**TASK TO CARRY OUT**: From first line to last, retype the data exactly.

[Start of Attachment]

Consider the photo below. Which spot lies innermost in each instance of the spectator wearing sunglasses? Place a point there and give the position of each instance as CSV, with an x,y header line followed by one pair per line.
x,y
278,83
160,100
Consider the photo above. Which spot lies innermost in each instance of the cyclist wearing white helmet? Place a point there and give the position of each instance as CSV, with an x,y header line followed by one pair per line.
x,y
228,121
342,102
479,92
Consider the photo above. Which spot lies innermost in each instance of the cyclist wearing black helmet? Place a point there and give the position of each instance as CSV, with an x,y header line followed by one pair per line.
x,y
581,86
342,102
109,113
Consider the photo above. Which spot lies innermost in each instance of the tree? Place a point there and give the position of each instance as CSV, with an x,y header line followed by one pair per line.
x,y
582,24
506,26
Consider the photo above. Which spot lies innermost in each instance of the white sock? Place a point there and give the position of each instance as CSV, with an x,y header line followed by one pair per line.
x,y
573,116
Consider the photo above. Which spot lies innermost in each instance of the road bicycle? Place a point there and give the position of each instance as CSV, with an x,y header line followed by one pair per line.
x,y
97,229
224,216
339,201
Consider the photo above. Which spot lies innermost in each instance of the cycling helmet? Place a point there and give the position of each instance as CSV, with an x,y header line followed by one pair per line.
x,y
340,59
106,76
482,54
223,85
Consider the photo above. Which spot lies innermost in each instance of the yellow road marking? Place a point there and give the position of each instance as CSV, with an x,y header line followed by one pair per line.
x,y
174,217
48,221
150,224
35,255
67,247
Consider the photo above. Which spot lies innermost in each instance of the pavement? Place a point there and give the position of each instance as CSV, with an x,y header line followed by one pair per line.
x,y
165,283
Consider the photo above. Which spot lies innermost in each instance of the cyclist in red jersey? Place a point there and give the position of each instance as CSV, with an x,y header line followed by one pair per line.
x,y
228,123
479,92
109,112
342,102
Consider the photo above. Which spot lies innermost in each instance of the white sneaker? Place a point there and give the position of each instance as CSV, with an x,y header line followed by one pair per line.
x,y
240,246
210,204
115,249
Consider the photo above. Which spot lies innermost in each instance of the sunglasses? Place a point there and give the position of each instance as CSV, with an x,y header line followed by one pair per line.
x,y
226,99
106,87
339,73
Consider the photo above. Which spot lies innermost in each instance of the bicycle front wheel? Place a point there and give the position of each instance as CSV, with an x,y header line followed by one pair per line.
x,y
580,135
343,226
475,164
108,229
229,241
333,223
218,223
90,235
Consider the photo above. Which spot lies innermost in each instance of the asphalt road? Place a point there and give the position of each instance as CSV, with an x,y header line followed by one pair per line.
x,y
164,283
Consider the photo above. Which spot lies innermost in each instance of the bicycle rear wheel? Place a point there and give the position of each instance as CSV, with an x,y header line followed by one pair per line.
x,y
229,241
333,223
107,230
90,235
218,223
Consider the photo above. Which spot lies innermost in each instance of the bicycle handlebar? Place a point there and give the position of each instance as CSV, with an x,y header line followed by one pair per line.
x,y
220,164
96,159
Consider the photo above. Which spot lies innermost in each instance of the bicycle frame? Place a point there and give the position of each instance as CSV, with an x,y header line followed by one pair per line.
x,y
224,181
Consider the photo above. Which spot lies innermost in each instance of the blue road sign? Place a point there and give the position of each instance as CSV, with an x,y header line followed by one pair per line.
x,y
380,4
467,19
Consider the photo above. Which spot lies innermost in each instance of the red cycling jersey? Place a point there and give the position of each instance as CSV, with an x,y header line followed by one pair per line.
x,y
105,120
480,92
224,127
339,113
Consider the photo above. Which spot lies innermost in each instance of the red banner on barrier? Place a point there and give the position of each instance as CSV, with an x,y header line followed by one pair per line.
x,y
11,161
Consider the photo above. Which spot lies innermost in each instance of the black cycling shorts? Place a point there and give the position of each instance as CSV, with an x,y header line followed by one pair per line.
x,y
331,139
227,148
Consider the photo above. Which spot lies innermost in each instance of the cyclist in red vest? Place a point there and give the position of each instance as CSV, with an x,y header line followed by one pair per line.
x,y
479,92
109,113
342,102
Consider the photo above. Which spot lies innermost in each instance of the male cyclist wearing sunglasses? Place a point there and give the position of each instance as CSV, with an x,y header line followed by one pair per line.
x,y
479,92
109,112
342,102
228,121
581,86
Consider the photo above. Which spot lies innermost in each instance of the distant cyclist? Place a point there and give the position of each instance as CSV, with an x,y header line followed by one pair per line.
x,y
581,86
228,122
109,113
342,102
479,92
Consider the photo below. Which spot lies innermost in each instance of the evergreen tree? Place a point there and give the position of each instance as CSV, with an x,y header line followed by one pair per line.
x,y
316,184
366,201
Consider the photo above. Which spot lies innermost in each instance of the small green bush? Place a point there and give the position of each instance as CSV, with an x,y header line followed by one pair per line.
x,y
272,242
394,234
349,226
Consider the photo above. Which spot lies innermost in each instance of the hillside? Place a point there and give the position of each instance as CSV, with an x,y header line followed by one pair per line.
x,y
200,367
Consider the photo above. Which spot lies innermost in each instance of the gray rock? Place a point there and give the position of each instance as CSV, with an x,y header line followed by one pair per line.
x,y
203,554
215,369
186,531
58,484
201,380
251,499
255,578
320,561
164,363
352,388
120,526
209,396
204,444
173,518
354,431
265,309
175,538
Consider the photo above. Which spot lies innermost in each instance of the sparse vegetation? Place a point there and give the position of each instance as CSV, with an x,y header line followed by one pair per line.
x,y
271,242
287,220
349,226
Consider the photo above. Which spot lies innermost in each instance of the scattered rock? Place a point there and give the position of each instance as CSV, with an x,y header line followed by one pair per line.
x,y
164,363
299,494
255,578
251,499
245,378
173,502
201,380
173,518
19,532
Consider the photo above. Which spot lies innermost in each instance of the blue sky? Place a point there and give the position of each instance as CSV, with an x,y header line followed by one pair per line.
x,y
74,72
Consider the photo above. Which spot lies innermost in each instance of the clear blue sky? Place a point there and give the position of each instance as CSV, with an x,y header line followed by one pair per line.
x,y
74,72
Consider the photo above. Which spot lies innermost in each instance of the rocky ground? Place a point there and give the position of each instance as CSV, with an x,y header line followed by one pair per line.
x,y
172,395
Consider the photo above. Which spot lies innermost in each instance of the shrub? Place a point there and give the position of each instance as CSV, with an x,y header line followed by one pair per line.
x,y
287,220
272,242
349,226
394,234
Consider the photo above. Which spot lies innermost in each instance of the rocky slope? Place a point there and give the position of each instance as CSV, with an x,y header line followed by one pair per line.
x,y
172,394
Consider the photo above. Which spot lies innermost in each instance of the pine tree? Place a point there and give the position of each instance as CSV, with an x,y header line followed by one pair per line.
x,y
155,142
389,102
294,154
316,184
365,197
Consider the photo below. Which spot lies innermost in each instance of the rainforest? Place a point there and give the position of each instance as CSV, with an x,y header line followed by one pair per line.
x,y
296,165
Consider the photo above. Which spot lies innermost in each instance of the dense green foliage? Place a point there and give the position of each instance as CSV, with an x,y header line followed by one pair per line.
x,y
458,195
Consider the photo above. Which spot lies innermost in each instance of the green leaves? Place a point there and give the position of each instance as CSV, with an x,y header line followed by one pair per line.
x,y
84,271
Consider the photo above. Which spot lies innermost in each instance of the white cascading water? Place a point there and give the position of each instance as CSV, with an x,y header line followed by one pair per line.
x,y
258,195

[End of Attachment]

**SOLUTION TO THIS PROBLEM**:
Consider the photo below. Which spot lies innermost in each instance of the spectator wearing sunglasses? Place a point there and give the position of each instance as CSV, with an x,y header line followed by one pair per line.
x,y
278,83
160,100
Consider the photo above. Which spot lies innermost in each instance of the cyclist wearing white helmet? Place a point there and give the position of each instance as CSV, with an x,y header line followed by one pair per line.
x,y
228,121
342,102
479,92
Consider the photo above. Which spot lies innermost in each instance of the cyclist wearing black helmet? Place a point there and give the position of each instance as CSV, with an x,y header line followed by one pair per line.
x,y
581,86
342,102
109,113
Consider the photo above. Which spot lies innermost in each instance of the tree? Place a point there and give the position of each instance as CSV, with an x,y header line followed by one pair per line.
x,y
582,24
506,26
Consider the photo above. Which spot lies innermost in each instance of the white sock? Place a point there and give the position of each instance as CSV, with an x,y header line followed by one pair per line.
x,y
573,116
Consider the photo above. Which spot lies innermost in each instance of the road bicycle? Place a point there and give the position of each instance as CSV, with an x,y header line followed by one pair per line.
x,y
97,229
224,216
339,201
Consider the photo above. Which spot lies innermost in each instance of the cycling helmet? Place a point there and give the position of each instance as CSV, with an x,y header line followed by one pair per line.
x,y
340,59
106,76
482,54
223,85
Consider the photo above. Which spot lies innermost in each instance of the yellow road marking? Place a point there and give the position of each instance as CSV, with an x,y header line followed by one pair per line.
x,y
174,217
48,221
150,224
35,255
67,247
Consider the photo above. Which spot lies innermost in each instance of the pavement? Place a point there and give the position of each instance as CSV, with an x,y header line followed by one pair per line.
x,y
165,283
Consider the photo above. Which spot lies innermost in each instance of the cyclist in red jersey? Place a point there and give the position of each instance as CSV, with an x,y header line followed by one pair per line.
x,y
228,123
479,92
109,112
342,102
Consider the photo above. Which spot lies innermost in each instance of the white sneaker? Place a point there and give the position of each instance as CSV, with an x,y header line followed by one pair per line.
x,y
240,246
210,204
115,249
Consider the photo above. Which spot lies innermost in each instance of the sunglasses? Place a point there and give the position of each instance as CSV, with an x,y header line followed by one pair per line.
x,y
226,99
106,87
339,73
Consider the photo above. Which spot lies innermost in each instance of the bicycle front wheel? Place a point there and give the position of each instance as CSV, with an x,y header line followed by one pair per line.
x,y
580,135
343,226
475,164
108,229
229,241
333,223
218,223
90,235
Consider the photo above. Which spot lies innermost in each instance of the asphalt road? Place a point there and give the position of each instance as CSV, with an x,y header line followed by one pair per line.
x,y
164,283
Consider the photo above. Which spot lies innermost in each instance of the bicycle rear wheel? Place a point there and give the position of each instance as CSV, with an x,y header line followed by one pair per line.
x,y
229,241
333,223
107,230
90,235
218,223
Consider the photo above. Which spot lies innermost in each instance of the bicycle handlebar? Place a point there and give the position of each instance as CSV, with an x,y header line followed by one pair per line.
x,y
220,164
96,159
Consider the photo above. Which spot lies innermost in each instance of the bicycle frame? Place a point there and give the position of each instance as CSV, with an x,y header line followed by one pair per line.
x,y
224,181
Consider the photo above. Which spot lies innermost in each instance of the blue road sign? Place a point there and give the position of each instance as CSV, with an x,y header line followed by one pair per line.
x,y
380,4
467,19
Consider the photo above. Which spot lies innermost in each instance of the red cycling jersey? Place a point there and give the position of each instance as CSV, with an x,y header line followed by one pair per line.
x,y
105,120
480,92
224,127
339,113
Consider the photo above. Which spot lies innermost in each instance of the red banner on barrier? Place a point there and give the position of each instance as CSV, with an x,y header line followed by one pair per line.
x,y
11,161
Consider the photo above. Which spot lies innermost in each instance of the black cycling shorts? Place a point there and give the position of each instance as CSV, with an x,y header line followed by one pair per line.
x,y
331,139
227,148
Consider the photo above. Which spot lies innermost in each instance of the cyclist in red vest? Place a point there and give the position of each instance as CSV, with an x,y header line followed by one pair per line.
x,y
479,92
109,113
342,102
Consider the photo above. Which spot lies innermost in each instance of the male cyclist wearing sunglasses? Place a point there and give the position of each instance as CSV, with an x,y header line followed by one pair per line.
x,y
479,92
109,112
342,102
228,121
581,86
Consider the photo above. Which spot lies innermost in each instance of the distant cyclist? Place a point there and give the position of each instance as CSV, with an x,y header line followed by one pair per line.
x,y
581,86
228,122
109,113
342,102
479,92
Consider the photo below. Which spot lies innermost in each instance of the evergreen tree? Place a point there and give the position of each instance as CSV, with an x,y header line followed by one pair per line.
x,y
316,184
366,201
Consider the photo above. Which spot lies innermost in each instance of the small green bush? Place a point there and give the position of each instance as CSV, with an x,y header line followed by one pair per line.
x,y
272,242
394,234
349,226
Consider the photo above. Which spot lies innermost in each instance of the hillside? Place a point there and give the position of each instance as CSV, with an x,y header line followed by one pair per line.
x,y
200,367
Consider the photo above. Which spot lies innermost in each instance of the gray rock? Place a point there and give the position of each instance as CSV, with an x,y header line followed by one pair per line.
x,y
203,554
215,369
186,531
58,484
201,380
251,499
255,578
320,561
164,363
352,388
120,526
209,396
204,444
173,518
354,431
265,309
175,538
Consider the photo above. Which spot lies innermost in each instance of the sparse vegetation? Place a point there and give the position of each instance as CSV, with an x,y header line followed by one pair per line.
x,y
271,242
287,220
349,226
Consider the photo above. Which spot lies innermost in each instance of the scattered rock? Place a point there and give the position of each instance as CSV, with an x,y header line followed by one pair per line.
x,y
164,363
299,494
255,578
251,499
245,378
173,502
201,380
173,518
19,532
Consider the photo above. Which spot lies innermost in each instance of the blue sky? Place a point there and give the position of each instance as CSV, with an x,y header line followed by one pair per line.
x,y
74,72
Consider the photo above. Which spot lies innermost in each instance of the clear blue sky? Place a point there and give the position of each instance as CSV, with an x,y header line followed by one pair per line.
x,y
74,72
Consider the photo above. Which spot lies innermost in each instance of the rocky ground? Place a point there and give the position of each instance as CSV, with an x,y header line followed by one pair per line.
x,y
172,395
Consider the photo above. Which spot lies innermost in each instance of the shrub? Place a point there and give the position of each instance as CSV, with an x,y header line followed by one pair per line.
x,y
287,220
272,242
349,226
394,234
Consider the photo above. Which spot lies innermost in each instance of the rocky slope? Place a point there and give the position of each instance as CSV, with an x,y header line followed by one pair per line.
x,y
172,394
Consider the photo above. Which spot lies innermost in each instance of the pine tree? Place a point there and give the position of each instance as CSV, with an x,y header line followed by one pair per line.
x,y
155,142
389,102
294,154
316,184
365,197
Consider the photo below. Which spot lies innermost in each instance of the rainforest? Place a point there and give the position of each instance as CSV, with an x,y header line followed by one pair per line.
x,y
296,165
Consider the photo above. Which spot lies innermost in each instance of the dense green foliage? Place a point there and give the position of each instance as CSV, with an x,y header line followed by one pair per line.
x,y
458,195
Consider the photo above. Which spot lies innermost in each instance of the green leaves? Place a point there and give the position of each instance as CSV, with an x,y header line followed by one pair per line.
x,y
84,271
Consider the photo above. Which spot lies innermost in each instance of the white cascading water? Place a point there and give the position of each instance as CSV, with an x,y header line followed by one pair per line.
x,y
258,195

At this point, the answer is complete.